Could you convert everything in the records below, from the line containing "Run the detector on the following" down through the line containing "(61, 247), (98, 301)", both included, into a JSON list of strings with one string per line and blank lines left out?

### INPUT FOR THIS TASK:
........

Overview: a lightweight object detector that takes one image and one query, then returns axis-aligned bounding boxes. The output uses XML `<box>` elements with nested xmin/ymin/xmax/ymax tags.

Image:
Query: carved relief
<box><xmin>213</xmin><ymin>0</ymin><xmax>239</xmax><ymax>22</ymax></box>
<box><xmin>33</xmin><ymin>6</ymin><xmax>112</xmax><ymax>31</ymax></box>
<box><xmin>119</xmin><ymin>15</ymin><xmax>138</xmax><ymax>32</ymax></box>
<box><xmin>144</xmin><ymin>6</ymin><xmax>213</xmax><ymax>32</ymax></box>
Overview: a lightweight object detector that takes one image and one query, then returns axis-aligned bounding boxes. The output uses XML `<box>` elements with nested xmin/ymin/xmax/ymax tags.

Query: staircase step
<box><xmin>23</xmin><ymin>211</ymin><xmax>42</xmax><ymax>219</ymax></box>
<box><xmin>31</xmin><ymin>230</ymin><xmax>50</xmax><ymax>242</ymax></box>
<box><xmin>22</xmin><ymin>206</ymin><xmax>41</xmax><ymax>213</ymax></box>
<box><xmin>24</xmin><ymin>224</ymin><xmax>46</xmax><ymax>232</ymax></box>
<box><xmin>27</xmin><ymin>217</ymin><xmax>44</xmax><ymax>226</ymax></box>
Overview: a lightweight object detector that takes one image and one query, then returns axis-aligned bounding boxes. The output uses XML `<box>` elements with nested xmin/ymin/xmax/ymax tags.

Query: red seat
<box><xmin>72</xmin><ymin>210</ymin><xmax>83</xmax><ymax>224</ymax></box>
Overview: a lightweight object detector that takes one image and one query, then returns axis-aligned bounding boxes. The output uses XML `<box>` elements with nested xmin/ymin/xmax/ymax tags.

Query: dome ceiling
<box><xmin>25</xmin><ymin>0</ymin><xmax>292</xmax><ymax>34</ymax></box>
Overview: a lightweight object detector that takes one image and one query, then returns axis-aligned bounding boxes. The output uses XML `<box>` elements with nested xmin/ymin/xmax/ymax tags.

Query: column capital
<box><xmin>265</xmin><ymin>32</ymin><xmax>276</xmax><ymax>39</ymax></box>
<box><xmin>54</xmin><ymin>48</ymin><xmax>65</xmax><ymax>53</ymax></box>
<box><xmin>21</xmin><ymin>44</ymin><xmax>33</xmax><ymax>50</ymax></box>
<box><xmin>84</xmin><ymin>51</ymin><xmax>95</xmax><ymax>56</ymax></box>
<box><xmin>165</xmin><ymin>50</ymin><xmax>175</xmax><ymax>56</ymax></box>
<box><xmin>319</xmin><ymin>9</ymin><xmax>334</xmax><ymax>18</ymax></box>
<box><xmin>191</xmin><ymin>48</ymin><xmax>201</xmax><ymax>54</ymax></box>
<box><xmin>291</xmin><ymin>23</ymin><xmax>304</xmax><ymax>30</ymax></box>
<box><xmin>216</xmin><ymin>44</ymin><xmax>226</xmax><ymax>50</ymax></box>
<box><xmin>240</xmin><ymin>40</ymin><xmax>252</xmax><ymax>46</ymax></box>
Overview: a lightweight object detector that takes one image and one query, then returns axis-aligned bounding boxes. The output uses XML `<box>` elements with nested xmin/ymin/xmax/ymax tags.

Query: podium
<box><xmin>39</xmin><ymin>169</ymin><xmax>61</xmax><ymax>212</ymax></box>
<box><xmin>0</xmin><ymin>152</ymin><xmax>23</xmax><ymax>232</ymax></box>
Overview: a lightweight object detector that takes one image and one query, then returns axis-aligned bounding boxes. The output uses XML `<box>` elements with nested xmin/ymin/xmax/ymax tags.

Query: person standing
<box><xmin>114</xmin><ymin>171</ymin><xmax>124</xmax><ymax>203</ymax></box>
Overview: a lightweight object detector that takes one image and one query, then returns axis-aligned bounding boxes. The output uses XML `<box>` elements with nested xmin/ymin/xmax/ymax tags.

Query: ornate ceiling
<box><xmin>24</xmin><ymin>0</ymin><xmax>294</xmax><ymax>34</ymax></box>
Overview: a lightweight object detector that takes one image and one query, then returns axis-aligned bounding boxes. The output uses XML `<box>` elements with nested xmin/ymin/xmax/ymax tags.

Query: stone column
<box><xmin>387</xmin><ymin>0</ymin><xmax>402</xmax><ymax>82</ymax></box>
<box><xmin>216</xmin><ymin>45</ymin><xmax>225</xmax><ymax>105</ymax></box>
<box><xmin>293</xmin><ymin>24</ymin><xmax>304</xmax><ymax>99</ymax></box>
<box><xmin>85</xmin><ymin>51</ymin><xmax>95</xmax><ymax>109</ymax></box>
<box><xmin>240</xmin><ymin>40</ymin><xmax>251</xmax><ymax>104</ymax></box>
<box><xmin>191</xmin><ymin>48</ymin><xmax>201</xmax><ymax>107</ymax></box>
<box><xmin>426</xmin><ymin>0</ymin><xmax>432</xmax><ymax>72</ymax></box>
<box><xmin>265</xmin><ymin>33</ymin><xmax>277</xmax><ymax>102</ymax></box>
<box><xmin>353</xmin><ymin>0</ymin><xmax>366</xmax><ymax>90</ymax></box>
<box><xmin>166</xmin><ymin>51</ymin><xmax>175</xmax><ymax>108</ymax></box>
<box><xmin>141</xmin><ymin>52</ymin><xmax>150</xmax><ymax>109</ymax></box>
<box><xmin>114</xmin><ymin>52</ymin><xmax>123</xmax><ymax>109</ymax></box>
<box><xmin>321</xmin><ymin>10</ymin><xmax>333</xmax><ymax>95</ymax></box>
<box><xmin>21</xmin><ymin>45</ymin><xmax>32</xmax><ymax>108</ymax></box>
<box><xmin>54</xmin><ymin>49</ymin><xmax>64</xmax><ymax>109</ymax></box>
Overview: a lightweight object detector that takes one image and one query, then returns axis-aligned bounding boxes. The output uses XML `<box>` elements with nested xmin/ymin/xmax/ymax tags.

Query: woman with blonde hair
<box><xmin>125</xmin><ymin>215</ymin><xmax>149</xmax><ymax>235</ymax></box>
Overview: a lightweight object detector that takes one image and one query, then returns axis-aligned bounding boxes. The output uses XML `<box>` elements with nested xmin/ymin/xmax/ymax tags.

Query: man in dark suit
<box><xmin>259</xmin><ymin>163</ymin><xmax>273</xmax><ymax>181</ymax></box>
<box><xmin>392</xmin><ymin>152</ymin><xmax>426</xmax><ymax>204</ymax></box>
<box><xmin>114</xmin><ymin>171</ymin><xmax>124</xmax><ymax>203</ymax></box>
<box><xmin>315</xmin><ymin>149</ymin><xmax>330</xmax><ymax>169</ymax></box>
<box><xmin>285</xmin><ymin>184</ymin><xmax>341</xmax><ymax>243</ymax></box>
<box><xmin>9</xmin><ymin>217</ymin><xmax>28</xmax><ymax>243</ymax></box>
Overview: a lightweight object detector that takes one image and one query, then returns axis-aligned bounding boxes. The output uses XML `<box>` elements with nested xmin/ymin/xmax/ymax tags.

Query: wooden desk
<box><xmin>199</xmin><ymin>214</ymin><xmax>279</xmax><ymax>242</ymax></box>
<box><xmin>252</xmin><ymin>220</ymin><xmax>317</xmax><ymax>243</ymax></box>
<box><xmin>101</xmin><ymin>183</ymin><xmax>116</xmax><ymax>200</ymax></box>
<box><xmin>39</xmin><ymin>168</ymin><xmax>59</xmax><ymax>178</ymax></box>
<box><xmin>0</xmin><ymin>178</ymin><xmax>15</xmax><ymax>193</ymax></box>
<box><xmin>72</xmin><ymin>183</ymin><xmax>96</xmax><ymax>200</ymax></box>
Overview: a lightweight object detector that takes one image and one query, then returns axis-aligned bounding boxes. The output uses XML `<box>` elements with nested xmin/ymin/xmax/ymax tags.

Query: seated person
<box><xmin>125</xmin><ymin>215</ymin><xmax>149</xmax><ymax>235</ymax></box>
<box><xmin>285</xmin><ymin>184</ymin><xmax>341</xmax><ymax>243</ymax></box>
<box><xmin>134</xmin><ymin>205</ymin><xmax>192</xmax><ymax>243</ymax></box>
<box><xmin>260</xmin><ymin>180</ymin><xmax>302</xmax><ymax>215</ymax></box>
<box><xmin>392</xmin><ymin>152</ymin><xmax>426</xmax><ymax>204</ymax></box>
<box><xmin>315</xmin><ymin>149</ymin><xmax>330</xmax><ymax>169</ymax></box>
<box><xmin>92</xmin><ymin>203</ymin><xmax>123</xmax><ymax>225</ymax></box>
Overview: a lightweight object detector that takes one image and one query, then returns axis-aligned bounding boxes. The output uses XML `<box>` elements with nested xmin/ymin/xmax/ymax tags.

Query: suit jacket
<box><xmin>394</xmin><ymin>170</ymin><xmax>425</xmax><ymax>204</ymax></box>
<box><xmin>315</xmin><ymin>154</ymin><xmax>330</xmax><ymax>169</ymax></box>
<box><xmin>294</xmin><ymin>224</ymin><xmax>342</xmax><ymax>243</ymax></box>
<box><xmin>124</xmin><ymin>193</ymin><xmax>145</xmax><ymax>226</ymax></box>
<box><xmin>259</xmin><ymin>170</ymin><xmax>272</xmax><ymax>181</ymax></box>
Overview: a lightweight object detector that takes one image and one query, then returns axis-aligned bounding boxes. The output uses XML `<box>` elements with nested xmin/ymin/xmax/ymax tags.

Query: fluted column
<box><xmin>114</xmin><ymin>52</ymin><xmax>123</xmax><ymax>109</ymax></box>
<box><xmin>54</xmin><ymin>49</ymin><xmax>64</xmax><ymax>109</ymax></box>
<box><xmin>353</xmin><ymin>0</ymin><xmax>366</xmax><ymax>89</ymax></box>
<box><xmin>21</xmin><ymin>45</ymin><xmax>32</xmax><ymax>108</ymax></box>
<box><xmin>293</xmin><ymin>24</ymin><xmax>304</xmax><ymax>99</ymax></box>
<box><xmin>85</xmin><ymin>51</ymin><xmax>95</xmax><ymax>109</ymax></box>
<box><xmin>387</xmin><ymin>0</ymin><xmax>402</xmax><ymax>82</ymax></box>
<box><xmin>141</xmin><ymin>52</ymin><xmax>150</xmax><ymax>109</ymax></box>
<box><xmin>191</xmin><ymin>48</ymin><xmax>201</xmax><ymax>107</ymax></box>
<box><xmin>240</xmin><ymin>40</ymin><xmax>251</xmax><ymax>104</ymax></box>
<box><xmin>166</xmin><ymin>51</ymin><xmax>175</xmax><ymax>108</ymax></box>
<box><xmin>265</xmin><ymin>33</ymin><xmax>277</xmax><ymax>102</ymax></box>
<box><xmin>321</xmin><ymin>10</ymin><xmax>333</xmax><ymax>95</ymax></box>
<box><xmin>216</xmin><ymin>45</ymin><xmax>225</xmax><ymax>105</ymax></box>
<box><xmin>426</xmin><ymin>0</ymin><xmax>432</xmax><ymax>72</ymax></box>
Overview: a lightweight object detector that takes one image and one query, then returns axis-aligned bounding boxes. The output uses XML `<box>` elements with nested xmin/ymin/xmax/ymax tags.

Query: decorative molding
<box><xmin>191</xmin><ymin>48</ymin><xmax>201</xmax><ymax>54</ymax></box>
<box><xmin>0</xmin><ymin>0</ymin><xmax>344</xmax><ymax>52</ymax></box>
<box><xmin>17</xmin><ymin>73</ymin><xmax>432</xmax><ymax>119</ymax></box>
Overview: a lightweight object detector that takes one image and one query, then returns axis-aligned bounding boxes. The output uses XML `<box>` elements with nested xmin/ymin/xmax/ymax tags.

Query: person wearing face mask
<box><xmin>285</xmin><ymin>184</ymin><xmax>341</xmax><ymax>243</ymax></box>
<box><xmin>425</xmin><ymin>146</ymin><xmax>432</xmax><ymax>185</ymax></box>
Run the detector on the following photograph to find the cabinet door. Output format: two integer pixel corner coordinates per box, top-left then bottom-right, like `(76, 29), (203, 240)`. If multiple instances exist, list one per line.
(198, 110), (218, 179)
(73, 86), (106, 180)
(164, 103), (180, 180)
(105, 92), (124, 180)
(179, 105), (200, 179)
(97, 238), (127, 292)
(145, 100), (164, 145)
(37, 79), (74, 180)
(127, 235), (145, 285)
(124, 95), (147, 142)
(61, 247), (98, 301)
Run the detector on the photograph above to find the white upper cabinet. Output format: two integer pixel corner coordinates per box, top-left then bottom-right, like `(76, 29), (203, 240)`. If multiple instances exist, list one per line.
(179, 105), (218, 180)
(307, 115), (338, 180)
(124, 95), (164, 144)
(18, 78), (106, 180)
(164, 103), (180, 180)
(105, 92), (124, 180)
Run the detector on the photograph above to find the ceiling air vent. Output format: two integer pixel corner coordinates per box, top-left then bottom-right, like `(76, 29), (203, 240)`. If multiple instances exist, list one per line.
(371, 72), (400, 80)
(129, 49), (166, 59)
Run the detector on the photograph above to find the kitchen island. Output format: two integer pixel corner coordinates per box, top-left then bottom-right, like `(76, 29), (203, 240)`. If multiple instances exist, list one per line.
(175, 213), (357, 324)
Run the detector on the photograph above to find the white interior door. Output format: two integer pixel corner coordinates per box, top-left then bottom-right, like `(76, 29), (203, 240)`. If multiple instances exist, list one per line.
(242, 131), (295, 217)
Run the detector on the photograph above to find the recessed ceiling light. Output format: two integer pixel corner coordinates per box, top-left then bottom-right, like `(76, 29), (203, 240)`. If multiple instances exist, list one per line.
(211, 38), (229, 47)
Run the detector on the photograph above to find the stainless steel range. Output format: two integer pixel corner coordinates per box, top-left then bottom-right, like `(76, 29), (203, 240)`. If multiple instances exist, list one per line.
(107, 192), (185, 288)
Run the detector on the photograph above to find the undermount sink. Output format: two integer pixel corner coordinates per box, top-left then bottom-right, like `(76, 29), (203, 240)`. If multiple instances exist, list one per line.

........

### SOLUTION TO THIS TASK:
[
  "Run the detector on the following photograph to find the cabinet door. Output format: two integer pixel corner coordinates per box, top-left then bottom-right, like `(76, 29), (203, 240)`. If multiple instances exist, list one per line.",
  "(198, 110), (218, 179)",
  "(73, 86), (106, 180)",
  "(164, 103), (180, 180)",
  "(105, 92), (124, 180)",
  "(179, 105), (200, 179)",
  "(97, 238), (127, 292)",
  "(145, 100), (164, 145)",
  "(37, 79), (74, 180)",
  "(127, 235), (145, 285)",
  "(124, 95), (147, 142)",
  "(61, 247), (98, 301)"
]